EXERCISE REQUIREMENTS:
Carry on the text about AC electrification and developing voltages, picking up right after its final sentence.

Generally, a frequency of the developing voltage is set to be higher than a frequency of the electrification voltage. The frequency of the AC component of the developing voltage is preferably an integral multiple (herein, four times) of the frequency of each of the first and second AC voltages.

When the frequency of the AC component of the developing voltage is set to an integral multiple of the frequency of each of the first and second AC voltages, a time period for a half-wave length of the AC component of the electrification voltage and a time period for two periods of the AC component of the developing voltage always match with each other even in the case where switching of the AC component of the electrification voltage is controlled during electrification as in this embodiment. In this way, it is possible to suppress a shift between a phase of the developing voltage and a phase of the electrification voltage, and it is possible to avoid generation of beat noise or generation of voltage sags and swells.

A phase of potential distribution on a surface of the electrified photoreceptor is also changed by switching the electrification voltage. Therefore, in order to maintain all the phases of the periodic distribution on an image, ultimately, it is ideal to change the phase of the developing voltage in accordance with the phase of the potential distribution on the surface of the photoreceptor. However, in the case where the phase of the electrification voltage is changed during electrification without considering the phase or electrification voltages having a plurality of different electrification frequencies are used as the electrification voltage, it is extremely difficult to match the phase of the developing voltage with the phase of the electrification voltage in accordance therewith. In this embodiment, the electrification frequency is constant and the phase of the electrification voltage is also controlled, and therefore there is no problem even in the case where the developing voltage is not precisely controlled. It is because, in this embodiment, a relationship between the electrification voltage and the developing voltage, which is obtained in the case where the AC component containing the first AC voltage is superimposed, is always the same, and a relationship between the electrification voltage and the developing voltage, which is obtained in the case where the AC component containing the second AC voltage is superimposed, is always the same.

EXTRACTED INFORMATION:
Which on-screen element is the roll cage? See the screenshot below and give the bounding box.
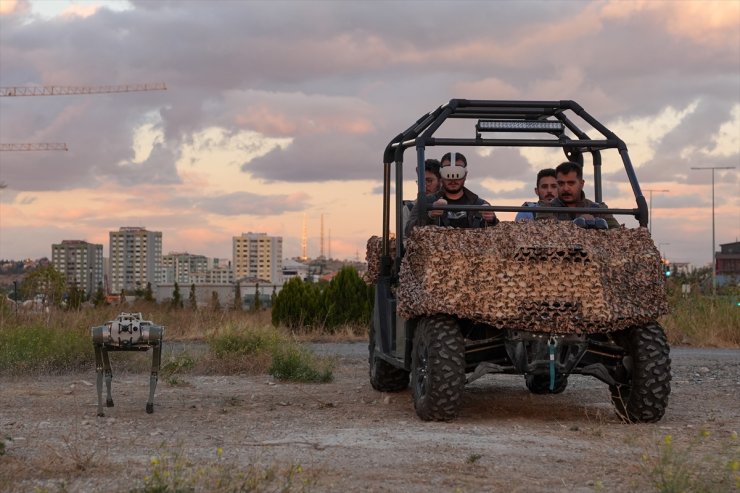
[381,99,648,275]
* * *
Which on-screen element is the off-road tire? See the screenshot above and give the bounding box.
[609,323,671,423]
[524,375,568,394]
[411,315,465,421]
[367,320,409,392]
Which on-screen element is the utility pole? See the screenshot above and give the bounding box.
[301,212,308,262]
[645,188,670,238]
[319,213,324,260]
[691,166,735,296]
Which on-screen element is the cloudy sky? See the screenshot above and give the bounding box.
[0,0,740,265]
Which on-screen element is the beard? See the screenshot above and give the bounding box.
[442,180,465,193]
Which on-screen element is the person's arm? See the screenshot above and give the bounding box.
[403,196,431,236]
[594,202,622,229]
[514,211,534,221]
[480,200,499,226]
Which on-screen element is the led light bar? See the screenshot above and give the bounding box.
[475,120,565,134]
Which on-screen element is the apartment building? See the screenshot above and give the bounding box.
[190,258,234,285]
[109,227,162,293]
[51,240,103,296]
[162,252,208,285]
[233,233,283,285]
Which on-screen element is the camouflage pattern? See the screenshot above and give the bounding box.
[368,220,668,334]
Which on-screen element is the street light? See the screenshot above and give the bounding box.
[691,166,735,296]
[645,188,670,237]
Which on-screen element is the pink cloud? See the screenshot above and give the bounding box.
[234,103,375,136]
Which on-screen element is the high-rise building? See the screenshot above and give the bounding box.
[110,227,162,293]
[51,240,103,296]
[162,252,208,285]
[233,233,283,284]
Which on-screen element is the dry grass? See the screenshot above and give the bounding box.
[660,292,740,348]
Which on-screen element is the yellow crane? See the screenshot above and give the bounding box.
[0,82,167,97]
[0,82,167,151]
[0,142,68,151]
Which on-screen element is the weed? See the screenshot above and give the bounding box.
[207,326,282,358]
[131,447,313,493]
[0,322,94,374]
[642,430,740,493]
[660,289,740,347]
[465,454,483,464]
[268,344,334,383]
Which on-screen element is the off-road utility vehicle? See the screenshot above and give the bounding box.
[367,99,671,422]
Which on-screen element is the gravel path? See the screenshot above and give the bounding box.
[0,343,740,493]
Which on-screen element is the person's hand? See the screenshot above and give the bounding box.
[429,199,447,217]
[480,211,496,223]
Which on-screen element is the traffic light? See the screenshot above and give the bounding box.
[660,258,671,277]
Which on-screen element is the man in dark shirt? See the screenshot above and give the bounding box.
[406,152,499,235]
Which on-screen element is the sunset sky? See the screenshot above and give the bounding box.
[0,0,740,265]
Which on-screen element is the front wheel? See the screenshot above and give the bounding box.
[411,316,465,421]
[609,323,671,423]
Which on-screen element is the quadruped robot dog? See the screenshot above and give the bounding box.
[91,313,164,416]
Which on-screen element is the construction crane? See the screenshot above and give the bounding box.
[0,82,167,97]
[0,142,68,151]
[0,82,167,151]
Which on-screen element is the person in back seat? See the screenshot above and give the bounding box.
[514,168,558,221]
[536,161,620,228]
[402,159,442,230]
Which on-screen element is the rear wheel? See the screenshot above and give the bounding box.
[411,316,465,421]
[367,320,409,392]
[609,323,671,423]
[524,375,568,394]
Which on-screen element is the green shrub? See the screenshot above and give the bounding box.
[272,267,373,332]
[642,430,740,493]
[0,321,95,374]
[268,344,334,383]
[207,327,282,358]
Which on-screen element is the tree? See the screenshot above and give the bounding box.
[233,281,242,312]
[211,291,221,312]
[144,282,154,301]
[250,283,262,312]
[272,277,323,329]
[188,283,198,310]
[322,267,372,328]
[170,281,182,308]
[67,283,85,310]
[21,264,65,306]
* * *
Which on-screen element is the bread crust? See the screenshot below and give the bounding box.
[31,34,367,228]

TASK OUTPUT:
An effect of this embodiment will be described.

In this embodiment, the first AC voltage and the second AC voltage having the same frequency and having opposite phases are alternately superimposed on a DC component as an AC component during electrification. This makes it possible to make an interference fringe between an AC component of an electrification voltage and an image pattern (screen pattern) inconspicuous, and it is possible to reduce interference between the AC component of the electrification voltage and an AC component of a developing voltage.

That is, there is assumed a state in which an interference fringe is generated at a visually recognized period as a result of use of an electrification voltage in which an AC component having a constant phase (for example, an AC component containing only the first AC voltage) is superimposed. In this state, when a section in which an AC component (for example, an AC component containing only the second AC voltage) whose phase is reversed is inserted into the period of the interference fringe, strength/weakness of interference is reversed in the section of the reversed AC component. Therefore, when the first AC voltage and the second AC voltage which have a relationship in which phases are reversed are alternately superimposed in the period of the interference as the AC component, it is possible to change a degree of waviness of the interference and make the interference fringe inconspicuous.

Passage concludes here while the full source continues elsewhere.